Aim of the exercise - Reproduce every line of the records below verbatim, omitting the pictures.

*** Begin section ***

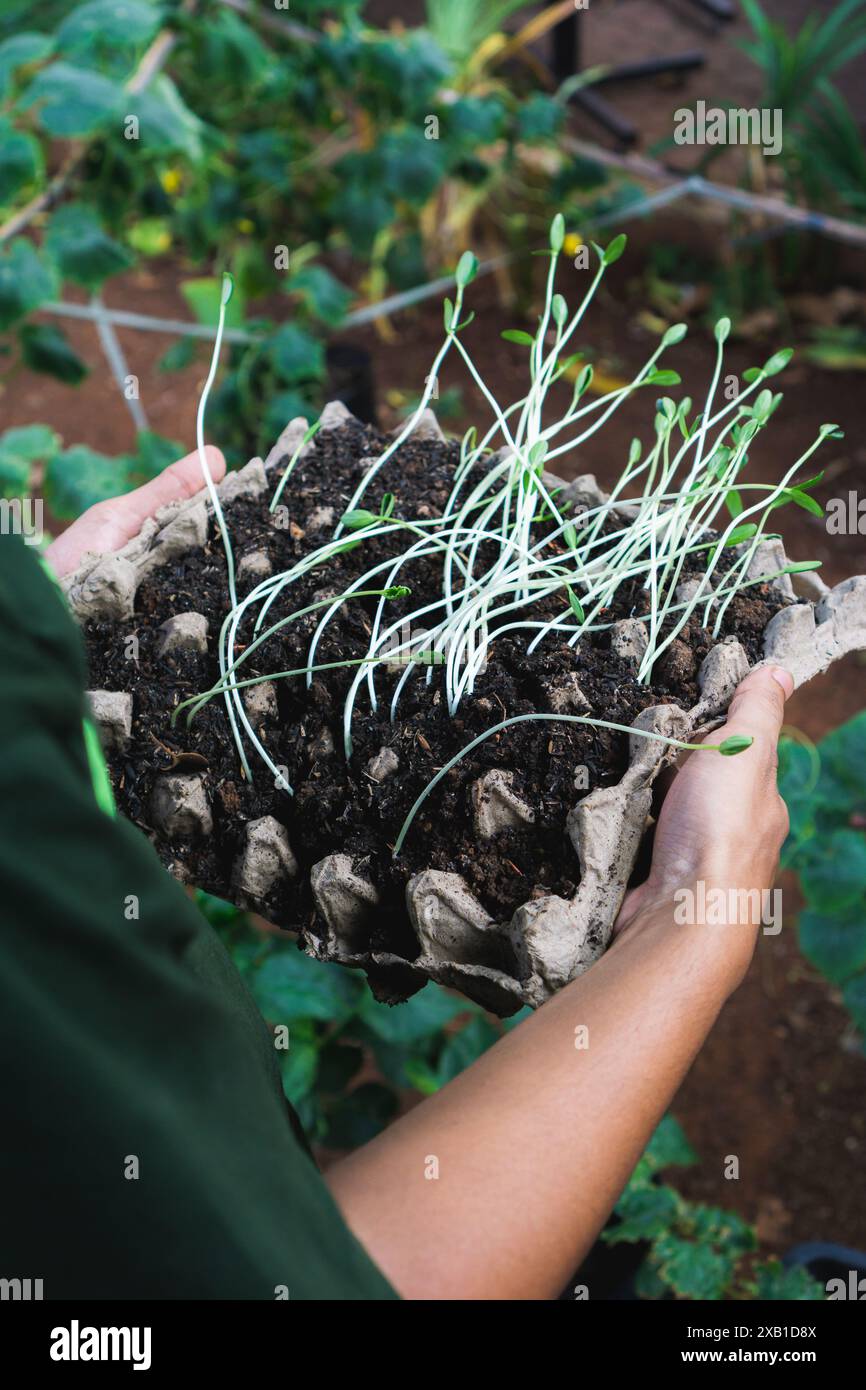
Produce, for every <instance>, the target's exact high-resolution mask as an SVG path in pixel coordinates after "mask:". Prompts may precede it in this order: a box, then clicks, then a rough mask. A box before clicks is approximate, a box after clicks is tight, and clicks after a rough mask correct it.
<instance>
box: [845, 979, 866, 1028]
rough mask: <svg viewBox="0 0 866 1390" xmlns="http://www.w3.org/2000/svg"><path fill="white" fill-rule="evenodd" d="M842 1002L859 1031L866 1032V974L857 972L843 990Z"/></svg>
mask: <svg viewBox="0 0 866 1390" xmlns="http://www.w3.org/2000/svg"><path fill="white" fill-rule="evenodd" d="M842 1002H844V1005H845V1008H847V1009H848V1012H849V1015H851V1017H852V1019H853V1026H855V1027H856V1029H858V1031H859V1033H866V974H855V977H853V980H849V981H848V984H847V986H845V988H844V990H842Z"/></svg>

*** End section ***

Task output -
Produce, for every <instance>, the target's exact high-resolution mask as an SVG path in pixel coordinates after "mask:". Prompts may precede it in this order: a box, then clicks, then a rough mask. A box before clicks is approximate, a box after clicks is tight, and clicks after a rough mask correct it.
<instance>
box: [845, 979, 866, 1028]
rough mask: <svg viewBox="0 0 866 1390" xmlns="http://www.w3.org/2000/svg"><path fill="white" fill-rule="evenodd" d="M842 1002L859 1031L866 1032V974L857 972L843 990Z"/></svg>
mask: <svg viewBox="0 0 866 1390" xmlns="http://www.w3.org/2000/svg"><path fill="white" fill-rule="evenodd" d="M842 1002H844V1005H845V1008H847V1009H848V1012H849V1015H851V1017H852V1019H853V1026H855V1027H856V1029H858V1031H859V1033H866V974H855V977H853V980H849V981H848V984H847V986H845V988H844V990H842Z"/></svg>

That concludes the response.